Dear Families, Faculty, Staff and Trustees,
Our full-community engagement around MLK Day is one of the things I will miss most about Latin. Thanks to the commitment of our dedicated DEI team and our creative faculty in every division, over the years, it has grown into a full day of experiential learning focused on all aspects of identity and belonging. This year's theme was "Nourishing Our Sense of Belonging: Embracing Our Identities as Individuals and as a Community." Each division engaged in developmentally appropriate workshops and activities that allowed students and faculty alike to explore the importance of identity, belonging and community.
This year, we were fortunate to have two visitors on campus: featured speaker Eboo Patel, Interfaith Youth Core founder and author, who addressed our upper school and middle school students as well as families, and local artist Indira Freitas Johnson, who worked with lower school students on a community art project.

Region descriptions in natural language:
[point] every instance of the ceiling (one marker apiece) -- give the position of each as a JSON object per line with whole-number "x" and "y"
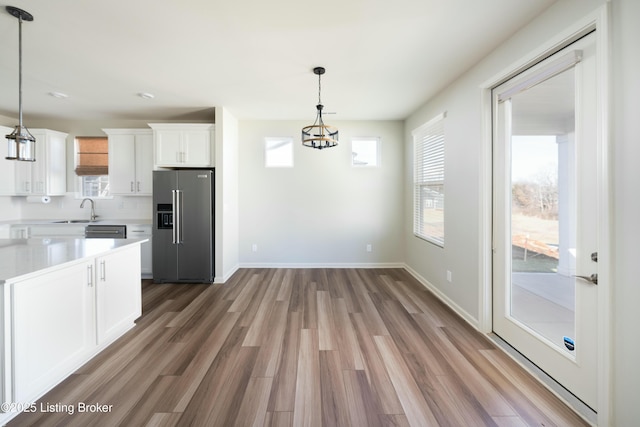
{"x": 383, "y": 59}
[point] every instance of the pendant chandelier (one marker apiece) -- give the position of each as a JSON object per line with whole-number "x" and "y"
{"x": 318, "y": 135}
{"x": 21, "y": 144}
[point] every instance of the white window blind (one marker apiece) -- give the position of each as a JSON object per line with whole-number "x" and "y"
{"x": 429, "y": 184}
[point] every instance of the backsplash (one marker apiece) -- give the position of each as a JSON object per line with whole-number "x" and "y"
{"x": 68, "y": 207}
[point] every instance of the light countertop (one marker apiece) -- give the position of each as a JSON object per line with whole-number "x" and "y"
{"x": 25, "y": 257}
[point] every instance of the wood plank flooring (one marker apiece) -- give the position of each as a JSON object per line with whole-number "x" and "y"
{"x": 302, "y": 347}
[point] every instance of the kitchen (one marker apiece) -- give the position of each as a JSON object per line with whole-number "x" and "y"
{"x": 342, "y": 215}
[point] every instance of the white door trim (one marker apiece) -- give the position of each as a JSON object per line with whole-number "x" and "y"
{"x": 598, "y": 20}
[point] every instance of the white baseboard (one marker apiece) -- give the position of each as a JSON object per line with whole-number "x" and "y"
{"x": 226, "y": 276}
{"x": 444, "y": 298}
{"x": 323, "y": 265}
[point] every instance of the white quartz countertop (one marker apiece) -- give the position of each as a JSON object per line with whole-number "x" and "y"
{"x": 23, "y": 257}
{"x": 82, "y": 221}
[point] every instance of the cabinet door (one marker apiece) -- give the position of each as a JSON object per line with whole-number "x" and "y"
{"x": 119, "y": 297}
{"x": 23, "y": 178}
{"x": 7, "y": 167}
{"x": 38, "y": 168}
{"x": 53, "y": 330}
{"x": 169, "y": 150}
{"x": 54, "y": 167}
{"x": 144, "y": 164}
{"x": 143, "y": 232}
{"x": 197, "y": 149}
{"x": 122, "y": 164}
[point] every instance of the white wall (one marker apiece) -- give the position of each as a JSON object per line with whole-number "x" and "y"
{"x": 462, "y": 255}
{"x": 227, "y": 202}
{"x": 322, "y": 211}
{"x": 626, "y": 211}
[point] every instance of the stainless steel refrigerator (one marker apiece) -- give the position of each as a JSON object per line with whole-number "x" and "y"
{"x": 183, "y": 226}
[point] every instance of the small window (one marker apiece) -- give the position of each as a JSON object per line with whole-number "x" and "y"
{"x": 92, "y": 166}
{"x": 429, "y": 183}
{"x": 278, "y": 152}
{"x": 365, "y": 152}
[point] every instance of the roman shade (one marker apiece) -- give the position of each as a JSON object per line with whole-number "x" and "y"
{"x": 92, "y": 156}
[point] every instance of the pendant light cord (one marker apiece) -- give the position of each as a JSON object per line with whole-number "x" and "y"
{"x": 20, "y": 69}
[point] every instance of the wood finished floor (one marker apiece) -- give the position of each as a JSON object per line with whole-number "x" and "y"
{"x": 294, "y": 347}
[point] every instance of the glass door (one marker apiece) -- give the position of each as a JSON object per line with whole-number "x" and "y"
{"x": 545, "y": 227}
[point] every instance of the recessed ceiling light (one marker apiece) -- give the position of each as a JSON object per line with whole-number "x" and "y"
{"x": 58, "y": 95}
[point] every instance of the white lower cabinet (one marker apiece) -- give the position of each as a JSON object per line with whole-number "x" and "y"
{"x": 53, "y": 328}
{"x": 118, "y": 293}
{"x": 55, "y": 322}
{"x": 143, "y": 231}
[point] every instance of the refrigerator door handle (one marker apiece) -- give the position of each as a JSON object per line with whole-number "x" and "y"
{"x": 174, "y": 227}
{"x": 178, "y": 218}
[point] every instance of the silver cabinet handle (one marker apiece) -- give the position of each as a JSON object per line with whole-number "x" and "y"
{"x": 174, "y": 198}
{"x": 178, "y": 218}
{"x": 591, "y": 279}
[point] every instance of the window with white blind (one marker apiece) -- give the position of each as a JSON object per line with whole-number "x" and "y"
{"x": 428, "y": 172}
{"x": 92, "y": 166}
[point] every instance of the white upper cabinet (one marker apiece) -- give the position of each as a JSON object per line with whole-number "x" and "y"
{"x": 130, "y": 161}
{"x": 48, "y": 174}
{"x": 183, "y": 145}
{"x": 7, "y": 167}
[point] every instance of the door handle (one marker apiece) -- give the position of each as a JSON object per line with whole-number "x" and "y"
{"x": 592, "y": 279}
{"x": 174, "y": 227}
{"x": 178, "y": 217}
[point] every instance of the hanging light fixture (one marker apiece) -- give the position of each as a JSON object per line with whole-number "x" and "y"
{"x": 319, "y": 135}
{"x": 21, "y": 144}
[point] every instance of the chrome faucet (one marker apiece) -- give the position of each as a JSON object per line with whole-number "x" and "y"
{"x": 93, "y": 210}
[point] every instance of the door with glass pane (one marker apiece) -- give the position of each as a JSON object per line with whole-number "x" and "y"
{"x": 544, "y": 216}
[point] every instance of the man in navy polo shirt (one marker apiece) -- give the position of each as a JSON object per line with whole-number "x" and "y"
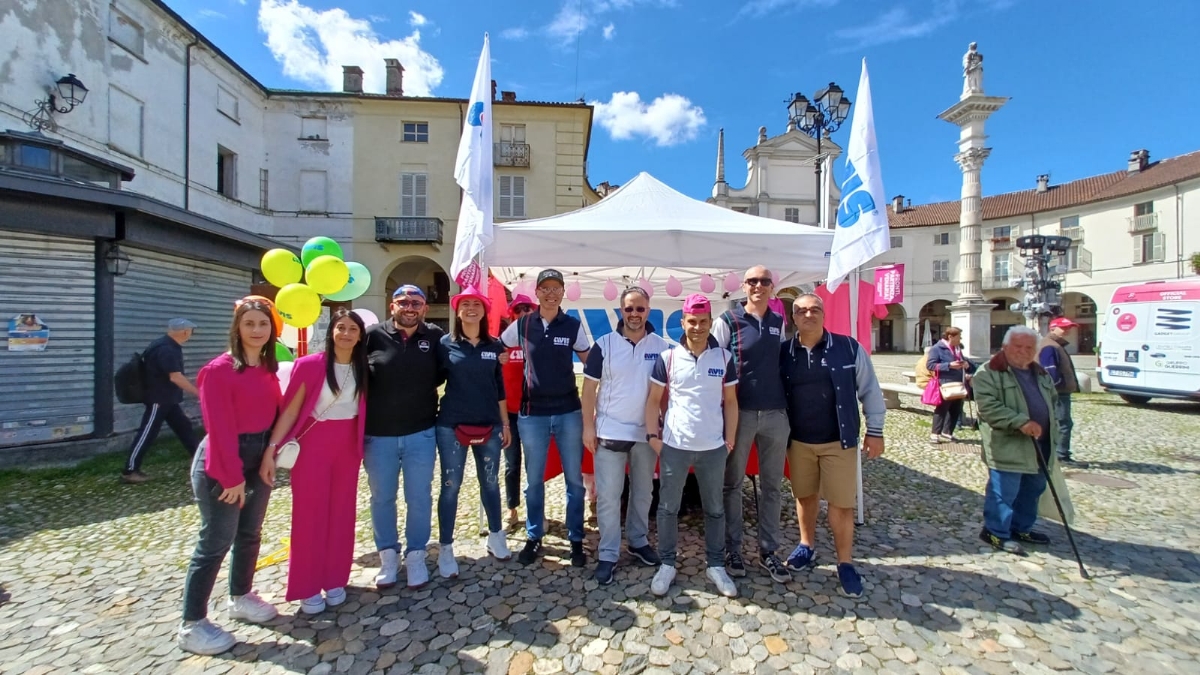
{"x": 700, "y": 378}
{"x": 551, "y": 407}
{"x": 753, "y": 333}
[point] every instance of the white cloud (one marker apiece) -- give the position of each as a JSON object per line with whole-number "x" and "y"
{"x": 670, "y": 119}
{"x": 312, "y": 46}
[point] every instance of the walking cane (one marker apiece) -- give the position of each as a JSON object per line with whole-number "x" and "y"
{"x": 1045, "y": 472}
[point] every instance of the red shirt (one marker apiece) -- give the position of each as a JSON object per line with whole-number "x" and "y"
{"x": 234, "y": 402}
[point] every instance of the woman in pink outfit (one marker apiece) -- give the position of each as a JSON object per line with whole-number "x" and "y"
{"x": 325, "y": 410}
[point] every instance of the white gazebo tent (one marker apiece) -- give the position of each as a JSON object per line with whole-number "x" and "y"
{"x": 647, "y": 230}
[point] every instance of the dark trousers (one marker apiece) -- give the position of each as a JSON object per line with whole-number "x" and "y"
{"x": 151, "y": 422}
{"x": 225, "y": 526}
{"x": 946, "y": 417}
{"x": 513, "y": 464}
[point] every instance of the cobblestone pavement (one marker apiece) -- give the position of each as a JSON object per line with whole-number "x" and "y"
{"x": 91, "y": 571}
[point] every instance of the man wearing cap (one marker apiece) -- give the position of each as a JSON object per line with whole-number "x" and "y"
{"x": 616, "y": 383}
{"x": 1054, "y": 358}
{"x": 165, "y": 386}
{"x": 751, "y": 332}
{"x": 402, "y": 408}
{"x": 699, "y": 378}
{"x": 550, "y": 407}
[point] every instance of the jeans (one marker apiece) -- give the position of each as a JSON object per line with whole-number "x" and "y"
{"x": 1062, "y": 412}
{"x": 487, "y": 469}
{"x": 225, "y": 526}
{"x": 610, "y": 472}
{"x": 771, "y": 430}
{"x": 513, "y": 464}
{"x": 568, "y": 432}
{"x": 673, "y": 466}
{"x": 384, "y": 458}
{"x": 1011, "y": 501}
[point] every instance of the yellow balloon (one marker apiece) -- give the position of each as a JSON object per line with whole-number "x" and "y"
{"x": 298, "y": 304}
{"x": 327, "y": 274}
{"x": 281, "y": 267}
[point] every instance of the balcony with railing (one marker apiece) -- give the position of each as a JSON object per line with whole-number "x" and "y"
{"x": 408, "y": 230}
{"x": 1144, "y": 222}
{"x": 510, "y": 154}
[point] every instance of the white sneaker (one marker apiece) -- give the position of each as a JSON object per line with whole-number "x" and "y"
{"x": 251, "y": 608}
{"x": 335, "y": 597}
{"x": 204, "y": 638}
{"x": 418, "y": 573}
{"x": 315, "y": 604}
{"x": 447, "y": 565}
{"x": 498, "y": 547}
{"x": 663, "y": 579}
{"x": 389, "y": 562}
{"x": 721, "y": 579}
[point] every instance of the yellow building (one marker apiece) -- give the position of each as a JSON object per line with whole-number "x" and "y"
{"x": 406, "y": 199}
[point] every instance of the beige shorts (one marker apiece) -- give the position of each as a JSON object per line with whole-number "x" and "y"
{"x": 827, "y": 467}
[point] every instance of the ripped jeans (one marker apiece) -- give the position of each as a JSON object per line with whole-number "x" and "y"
{"x": 453, "y": 458}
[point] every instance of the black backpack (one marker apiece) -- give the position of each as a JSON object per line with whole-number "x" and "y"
{"x": 130, "y": 381}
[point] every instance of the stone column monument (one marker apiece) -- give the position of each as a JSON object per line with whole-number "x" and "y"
{"x": 971, "y": 311}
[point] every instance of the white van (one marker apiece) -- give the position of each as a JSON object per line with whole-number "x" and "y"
{"x": 1150, "y": 346}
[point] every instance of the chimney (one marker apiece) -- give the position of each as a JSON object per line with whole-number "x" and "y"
{"x": 352, "y": 79}
{"x": 395, "y": 77}
{"x": 1138, "y": 161}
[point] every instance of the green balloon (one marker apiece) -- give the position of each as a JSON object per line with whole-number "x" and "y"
{"x": 319, "y": 246}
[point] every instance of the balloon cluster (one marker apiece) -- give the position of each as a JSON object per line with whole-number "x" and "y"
{"x": 324, "y": 272}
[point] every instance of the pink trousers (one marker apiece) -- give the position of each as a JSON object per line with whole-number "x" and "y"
{"x": 324, "y": 508}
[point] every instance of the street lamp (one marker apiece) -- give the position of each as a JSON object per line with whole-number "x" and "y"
{"x": 820, "y": 118}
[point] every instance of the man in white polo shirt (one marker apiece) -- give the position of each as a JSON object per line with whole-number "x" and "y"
{"x": 616, "y": 383}
{"x": 700, "y": 380}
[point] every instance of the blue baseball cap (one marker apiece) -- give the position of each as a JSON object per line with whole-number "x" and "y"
{"x": 408, "y": 290}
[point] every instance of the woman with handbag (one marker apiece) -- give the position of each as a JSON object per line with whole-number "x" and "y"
{"x": 953, "y": 371}
{"x": 473, "y": 413}
{"x": 239, "y": 400}
{"x": 322, "y": 423}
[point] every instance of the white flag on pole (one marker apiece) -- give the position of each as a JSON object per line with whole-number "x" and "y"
{"x": 473, "y": 172}
{"x": 862, "y": 231}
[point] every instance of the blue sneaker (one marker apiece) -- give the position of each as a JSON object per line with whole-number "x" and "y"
{"x": 851, "y": 583}
{"x": 802, "y": 556}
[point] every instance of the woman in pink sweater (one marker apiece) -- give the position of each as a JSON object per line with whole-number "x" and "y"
{"x": 239, "y": 400}
{"x": 325, "y": 408}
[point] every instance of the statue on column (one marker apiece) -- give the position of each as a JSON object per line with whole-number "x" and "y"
{"x": 972, "y": 71}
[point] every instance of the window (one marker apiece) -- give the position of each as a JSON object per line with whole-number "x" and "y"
{"x": 941, "y": 270}
{"x": 513, "y": 196}
{"x": 313, "y": 129}
{"x": 414, "y": 195}
{"x": 313, "y": 192}
{"x": 417, "y": 132}
{"x": 126, "y": 119}
{"x": 227, "y": 172}
{"x": 125, "y": 31}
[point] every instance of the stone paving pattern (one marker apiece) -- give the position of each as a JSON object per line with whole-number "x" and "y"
{"x": 91, "y": 574}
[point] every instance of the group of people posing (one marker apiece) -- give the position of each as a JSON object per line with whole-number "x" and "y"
{"x": 735, "y": 384}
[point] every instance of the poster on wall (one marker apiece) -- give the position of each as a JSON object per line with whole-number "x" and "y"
{"x": 27, "y": 333}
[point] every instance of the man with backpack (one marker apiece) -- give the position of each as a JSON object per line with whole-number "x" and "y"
{"x": 163, "y": 384}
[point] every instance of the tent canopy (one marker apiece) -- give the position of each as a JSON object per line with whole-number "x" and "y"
{"x": 646, "y": 230}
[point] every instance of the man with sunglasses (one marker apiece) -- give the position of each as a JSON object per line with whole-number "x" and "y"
{"x": 402, "y": 408}
{"x": 753, "y": 333}
{"x": 551, "y": 408}
{"x": 616, "y": 383}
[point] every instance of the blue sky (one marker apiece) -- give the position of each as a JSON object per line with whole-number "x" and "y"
{"x": 1090, "y": 79}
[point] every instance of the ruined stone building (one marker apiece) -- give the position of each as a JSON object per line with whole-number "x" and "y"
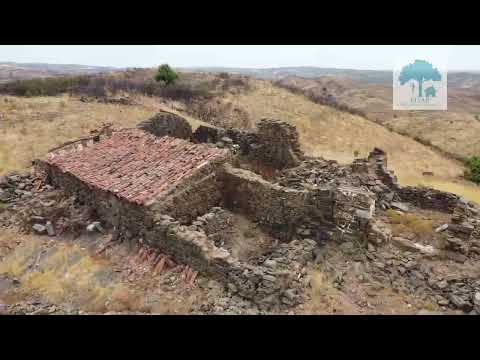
{"x": 166, "y": 186}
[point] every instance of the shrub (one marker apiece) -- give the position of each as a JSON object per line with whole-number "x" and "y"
{"x": 166, "y": 74}
{"x": 473, "y": 169}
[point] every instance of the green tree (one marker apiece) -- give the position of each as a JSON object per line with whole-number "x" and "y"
{"x": 473, "y": 169}
{"x": 420, "y": 71}
{"x": 166, "y": 74}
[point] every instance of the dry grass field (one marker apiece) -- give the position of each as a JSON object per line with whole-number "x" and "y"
{"x": 29, "y": 127}
{"x": 336, "y": 135}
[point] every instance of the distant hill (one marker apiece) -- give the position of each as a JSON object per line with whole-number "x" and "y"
{"x": 458, "y": 79}
{"x": 18, "y": 71}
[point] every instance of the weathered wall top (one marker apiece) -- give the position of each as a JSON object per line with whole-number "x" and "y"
{"x": 167, "y": 124}
{"x": 134, "y": 165}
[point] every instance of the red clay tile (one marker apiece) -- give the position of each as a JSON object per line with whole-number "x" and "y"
{"x": 135, "y": 165}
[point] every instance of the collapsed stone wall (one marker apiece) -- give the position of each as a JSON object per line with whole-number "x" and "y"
{"x": 276, "y": 143}
{"x": 271, "y": 281}
{"x": 428, "y": 198}
{"x": 166, "y": 123}
{"x": 280, "y": 144}
{"x": 194, "y": 196}
{"x": 352, "y": 211}
{"x": 279, "y": 209}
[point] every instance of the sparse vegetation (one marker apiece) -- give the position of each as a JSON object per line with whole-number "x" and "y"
{"x": 473, "y": 169}
{"x": 411, "y": 222}
{"x": 166, "y": 74}
{"x": 98, "y": 86}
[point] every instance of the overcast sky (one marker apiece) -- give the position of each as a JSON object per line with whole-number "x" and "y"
{"x": 374, "y": 57}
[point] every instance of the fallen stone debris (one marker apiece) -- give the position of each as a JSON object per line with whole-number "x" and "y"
{"x": 176, "y": 194}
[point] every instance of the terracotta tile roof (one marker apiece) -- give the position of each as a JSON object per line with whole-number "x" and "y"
{"x": 135, "y": 165}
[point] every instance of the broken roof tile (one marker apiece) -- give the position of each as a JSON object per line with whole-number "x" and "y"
{"x": 135, "y": 165}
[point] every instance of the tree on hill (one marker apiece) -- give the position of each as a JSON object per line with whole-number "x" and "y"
{"x": 420, "y": 71}
{"x": 166, "y": 74}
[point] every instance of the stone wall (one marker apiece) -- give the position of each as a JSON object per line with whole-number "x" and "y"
{"x": 279, "y": 209}
{"x": 194, "y": 196}
{"x": 352, "y": 211}
{"x": 428, "y": 198}
{"x": 165, "y": 123}
{"x": 275, "y": 143}
{"x": 279, "y": 142}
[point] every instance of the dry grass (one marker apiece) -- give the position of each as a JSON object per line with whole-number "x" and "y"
{"x": 336, "y": 135}
{"x": 67, "y": 274}
{"x": 29, "y": 127}
{"x": 422, "y": 228}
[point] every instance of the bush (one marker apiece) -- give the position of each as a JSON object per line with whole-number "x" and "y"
{"x": 166, "y": 74}
{"x": 473, "y": 169}
{"x": 101, "y": 85}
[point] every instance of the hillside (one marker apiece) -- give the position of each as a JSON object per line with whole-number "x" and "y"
{"x": 19, "y": 71}
{"x": 325, "y": 131}
{"x": 456, "y": 131}
{"x": 36, "y": 124}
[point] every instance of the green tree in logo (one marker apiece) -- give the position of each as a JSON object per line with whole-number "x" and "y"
{"x": 420, "y": 71}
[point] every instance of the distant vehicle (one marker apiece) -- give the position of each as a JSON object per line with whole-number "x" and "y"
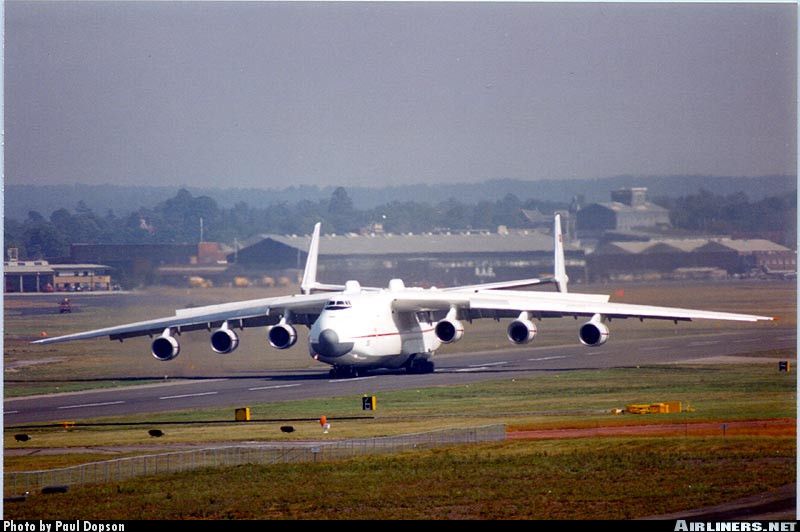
{"x": 355, "y": 328}
{"x": 778, "y": 274}
{"x": 195, "y": 281}
{"x": 64, "y": 306}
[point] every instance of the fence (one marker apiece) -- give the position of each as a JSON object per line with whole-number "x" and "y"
{"x": 258, "y": 453}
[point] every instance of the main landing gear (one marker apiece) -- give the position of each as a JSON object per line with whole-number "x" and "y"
{"x": 419, "y": 366}
{"x": 346, "y": 372}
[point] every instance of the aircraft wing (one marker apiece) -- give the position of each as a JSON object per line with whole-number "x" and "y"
{"x": 484, "y": 304}
{"x": 253, "y": 313}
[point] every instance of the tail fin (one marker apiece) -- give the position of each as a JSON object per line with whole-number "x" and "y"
{"x": 560, "y": 271}
{"x": 310, "y": 274}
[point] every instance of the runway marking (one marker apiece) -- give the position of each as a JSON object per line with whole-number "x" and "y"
{"x": 696, "y": 344}
{"x": 355, "y": 379}
{"x": 87, "y": 405}
{"x": 487, "y": 364}
{"x": 188, "y": 395}
{"x": 273, "y": 387}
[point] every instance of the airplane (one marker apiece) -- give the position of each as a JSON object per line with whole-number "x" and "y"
{"x": 355, "y": 329}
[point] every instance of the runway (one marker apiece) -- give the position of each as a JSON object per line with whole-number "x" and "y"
{"x": 456, "y": 368}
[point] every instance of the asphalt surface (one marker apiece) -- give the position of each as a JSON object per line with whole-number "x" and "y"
{"x": 451, "y": 369}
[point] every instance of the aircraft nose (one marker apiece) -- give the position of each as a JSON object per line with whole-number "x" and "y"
{"x": 328, "y": 344}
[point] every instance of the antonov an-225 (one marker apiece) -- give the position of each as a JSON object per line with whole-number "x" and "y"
{"x": 355, "y": 328}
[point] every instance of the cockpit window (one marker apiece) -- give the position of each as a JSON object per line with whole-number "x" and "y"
{"x": 337, "y": 305}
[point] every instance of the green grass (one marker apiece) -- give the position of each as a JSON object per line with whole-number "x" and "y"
{"x": 551, "y": 400}
{"x": 95, "y": 363}
{"x": 569, "y": 479}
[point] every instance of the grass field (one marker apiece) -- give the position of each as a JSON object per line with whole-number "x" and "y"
{"x": 568, "y": 479}
{"x": 33, "y": 369}
{"x": 613, "y": 477}
{"x": 552, "y": 400}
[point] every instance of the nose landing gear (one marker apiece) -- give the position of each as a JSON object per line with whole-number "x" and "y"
{"x": 346, "y": 372}
{"x": 420, "y": 366}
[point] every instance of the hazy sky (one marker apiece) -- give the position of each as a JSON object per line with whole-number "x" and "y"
{"x": 274, "y": 94}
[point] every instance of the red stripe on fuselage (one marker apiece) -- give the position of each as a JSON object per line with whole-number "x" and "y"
{"x": 390, "y": 334}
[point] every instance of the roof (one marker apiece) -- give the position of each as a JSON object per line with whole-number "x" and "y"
{"x": 688, "y": 245}
{"x": 751, "y": 245}
{"x": 80, "y": 267}
{"x": 27, "y": 267}
{"x": 391, "y": 244}
{"x": 623, "y": 208}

LIST OF TASKS
A. Write down the part of the MLK Day letter starting at "This year, we" and ending at "community art project.".
B. Write the next part of the MLK Day letter, picking up after its last sentence.
The listing has no connection to the MLK Day letter.

PER-TASK OUTPUTS
A.
This year, we were fortunate to have two visitors on campus: featured speaker Eboo Patel, Interfaith Youth Core founder and author, who addressed our upper school and middle school students as well as families, and local artist Indira Freitas Johnson, who worked with lower school students on a community art project.

B.
Eboo Patel's presentation took us through meaningful reflection on the Civil Rights Movement—a familiar reflection on this day—but highlighted the inalienable connection between racial justice and interfaith activism—an intersection that often gets overlooked. He invited students and faculty in the middle and upper schools to examine a history many of us know or have been introduced to in a new light. His talk also focused on the power and possibility of connecting across differences, that even though our belief systems may be at odds, our humanity is not.
In the lower school, Indira Freitas Johnson shared her process as an artist and her intention to connect peace and Chicago neighborhoods through her Ten Thousand Ripples project featuring fiberglass Buddha sculptures. She encouraged students to identify one way in which they can bring change to the Latin community through setting an intention that was incorporated into the community art project created in the afternoon. Keep an eye out for the students' work on campus soon.
In addition to speakers and workshops, the community collaborated across divisions by putting on a Winter Coat Drive, organized by the Upper School Student Service Learning Board, the Middle School Kids Supporting Kids Club, and the Lower School Change Makers Club. Due to COVID restrictions we were not able to make our annual trip to Uptown Baptist Soup Kitchen, so HandCut Foods provided bagged meals for guests.
Of course, the programming on our MLK, Jr. Day of Commemoration provides dedicated time for meaningful reflection on our identities and the ways we can create opportunities for all to thrive within every community we occupy, but this work does and must extend into every day. So, while I always enjoy highlighting the work we do as a school on this day, this is also an opportunity to reiterate some of the ongoing work on diversity, equity, and inclusion at Latin.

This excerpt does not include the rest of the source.